What needs to be done:
Restate each entry shown beneath this instruction, keeping its wording intact.

(Data shown Opens)

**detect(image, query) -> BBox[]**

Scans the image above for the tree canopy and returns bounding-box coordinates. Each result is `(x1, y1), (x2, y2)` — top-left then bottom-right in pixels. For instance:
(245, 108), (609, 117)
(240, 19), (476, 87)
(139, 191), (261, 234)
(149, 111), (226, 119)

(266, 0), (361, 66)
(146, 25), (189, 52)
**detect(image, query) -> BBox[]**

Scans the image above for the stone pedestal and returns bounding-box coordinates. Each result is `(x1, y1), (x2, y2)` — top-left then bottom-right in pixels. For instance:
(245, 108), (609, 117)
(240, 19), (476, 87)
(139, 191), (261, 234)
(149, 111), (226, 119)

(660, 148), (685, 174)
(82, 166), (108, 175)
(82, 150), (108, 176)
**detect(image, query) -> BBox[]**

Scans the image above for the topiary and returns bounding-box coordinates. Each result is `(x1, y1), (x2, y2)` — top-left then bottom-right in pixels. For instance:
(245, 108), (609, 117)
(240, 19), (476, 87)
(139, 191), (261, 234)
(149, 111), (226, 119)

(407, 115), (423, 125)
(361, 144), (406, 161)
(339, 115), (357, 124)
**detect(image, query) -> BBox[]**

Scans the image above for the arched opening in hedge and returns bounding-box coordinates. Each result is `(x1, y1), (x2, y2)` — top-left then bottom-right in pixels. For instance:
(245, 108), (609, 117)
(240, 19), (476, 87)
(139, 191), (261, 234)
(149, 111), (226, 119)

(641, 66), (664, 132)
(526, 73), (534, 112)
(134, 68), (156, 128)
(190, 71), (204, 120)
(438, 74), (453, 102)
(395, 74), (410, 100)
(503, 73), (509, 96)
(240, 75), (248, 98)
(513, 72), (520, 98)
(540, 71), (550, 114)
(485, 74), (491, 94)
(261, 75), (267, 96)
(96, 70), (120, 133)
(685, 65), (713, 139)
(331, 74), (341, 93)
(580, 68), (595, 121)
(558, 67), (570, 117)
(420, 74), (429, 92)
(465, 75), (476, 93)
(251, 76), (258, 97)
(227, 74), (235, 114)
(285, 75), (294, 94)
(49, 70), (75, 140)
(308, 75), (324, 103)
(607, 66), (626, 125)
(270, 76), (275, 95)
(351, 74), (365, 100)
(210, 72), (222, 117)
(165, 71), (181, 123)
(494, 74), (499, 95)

(Data shown Closes)

Solved problem:
**detect(image, query) -> BBox[]**

Scans the image above for the tree canopy and returns bounding-box coordinates. Each result is `(x1, y1), (x2, y2)` — top-left then bottom-right in pixels. For instance:
(245, 108), (609, 117)
(240, 19), (476, 87)
(139, 191), (261, 234)
(149, 111), (226, 119)

(266, 0), (361, 66)
(146, 25), (189, 52)
**detect(image, query) -> BBox[]**

Scans the image above for the stone pedestal and returns bounding-box coordinates. Each result is `(x1, y1), (x2, y2)` — top-left then bottom-right in pixels. For instance:
(245, 108), (609, 117)
(240, 19), (476, 87)
(139, 191), (261, 234)
(149, 111), (226, 119)

(660, 148), (685, 174)
(82, 166), (108, 175)
(82, 150), (108, 176)
**detect(image, query) -> BBox[]**

Scans the image above for the topiary and returns bounding-box coordinates. Each result is `(x1, y1), (x2, y2)` — top-left then bottom-right in pixels. For instance:
(245, 108), (609, 117)
(240, 19), (476, 87)
(139, 191), (261, 234)
(149, 111), (226, 119)

(407, 115), (423, 125)
(361, 144), (406, 161)
(339, 115), (357, 124)
**detect(image, query) -> BBox[]**

Scans the image above for the arched opening in hedge and returns bounding-box coordinates. Each result is `(x1, y1), (x2, y2)` — top-left then bottom-right in pixels. For instance:
(245, 108), (609, 117)
(240, 19), (476, 87)
(139, 191), (261, 234)
(149, 111), (226, 119)

(641, 66), (664, 132)
(526, 73), (534, 112)
(134, 68), (156, 128)
(190, 71), (204, 120)
(438, 74), (453, 102)
(395, 74), (410, 100)
(503, 73), (509, 96)
(240, 75), (248, 98)
(513, 72), (520, 98)
(540, 71), (550, 114)
(485, 74), (491, 94)
(261, 75), (267, 96)
(96, 70), (120, 133)
(685, 65), (713, 139)
(331, 74), (341, 93)
(580, 68), (595, 121)
(558, 67), (570, 117)
(420, 74), (429, 92)
(465, 75), (476, 93)
(251, 76), (258, 97)
(227, 74), (235, 114)
(285, 75), (294, 94)
(49, 70), (75, 140)
(308, 75), (324, 103)
(607, 66), (626, 125)
(270, 76), (275, 95)
(351, 74), (365, 100)
(210, 72), (222, 117)
(165, 71), (181, 123)
(494, 74), (499, 95)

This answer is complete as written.